Exercise brief » Extract every line in the items below that contains the string "blurred", counting a line only when the case matches.

====== Task material

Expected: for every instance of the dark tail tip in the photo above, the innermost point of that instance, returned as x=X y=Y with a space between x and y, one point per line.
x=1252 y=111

============
====== Task material

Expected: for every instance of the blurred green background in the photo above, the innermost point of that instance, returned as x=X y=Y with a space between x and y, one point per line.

============
====== Task material

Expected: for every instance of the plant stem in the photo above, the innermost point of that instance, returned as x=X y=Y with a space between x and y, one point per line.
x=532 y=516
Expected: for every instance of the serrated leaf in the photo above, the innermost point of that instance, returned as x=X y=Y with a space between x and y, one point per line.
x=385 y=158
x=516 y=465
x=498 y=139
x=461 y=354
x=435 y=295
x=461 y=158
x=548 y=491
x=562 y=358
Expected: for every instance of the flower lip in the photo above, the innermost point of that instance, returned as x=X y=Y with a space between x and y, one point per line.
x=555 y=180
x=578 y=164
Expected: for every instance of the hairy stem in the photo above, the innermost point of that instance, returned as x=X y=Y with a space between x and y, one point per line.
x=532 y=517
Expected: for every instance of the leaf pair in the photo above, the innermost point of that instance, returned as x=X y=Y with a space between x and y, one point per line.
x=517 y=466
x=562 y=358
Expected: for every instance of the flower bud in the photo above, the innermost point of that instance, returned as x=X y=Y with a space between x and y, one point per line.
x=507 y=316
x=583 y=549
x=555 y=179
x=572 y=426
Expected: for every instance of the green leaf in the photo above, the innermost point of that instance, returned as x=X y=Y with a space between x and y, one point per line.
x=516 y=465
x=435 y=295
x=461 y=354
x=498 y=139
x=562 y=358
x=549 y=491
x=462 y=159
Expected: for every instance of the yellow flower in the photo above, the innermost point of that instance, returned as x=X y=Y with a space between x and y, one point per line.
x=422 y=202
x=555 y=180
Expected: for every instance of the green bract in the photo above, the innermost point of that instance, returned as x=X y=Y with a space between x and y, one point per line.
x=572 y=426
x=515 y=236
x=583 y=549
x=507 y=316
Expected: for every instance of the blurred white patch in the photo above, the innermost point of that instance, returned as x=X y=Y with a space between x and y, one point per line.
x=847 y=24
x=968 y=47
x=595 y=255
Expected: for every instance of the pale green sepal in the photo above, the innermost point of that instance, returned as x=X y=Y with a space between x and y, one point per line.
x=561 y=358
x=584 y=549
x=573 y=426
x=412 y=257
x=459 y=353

============

Finished answer »
Expected: for every instance of the blurred green background in the photo above, the innermost point of that instance, returned as x=X y=Y with a space between x and y, one point per line.
Expected: for every instance of the blurred white patch in the photo above, the innermost point of that instance, returned as x=X y=Y with a space between x and y, one point per line.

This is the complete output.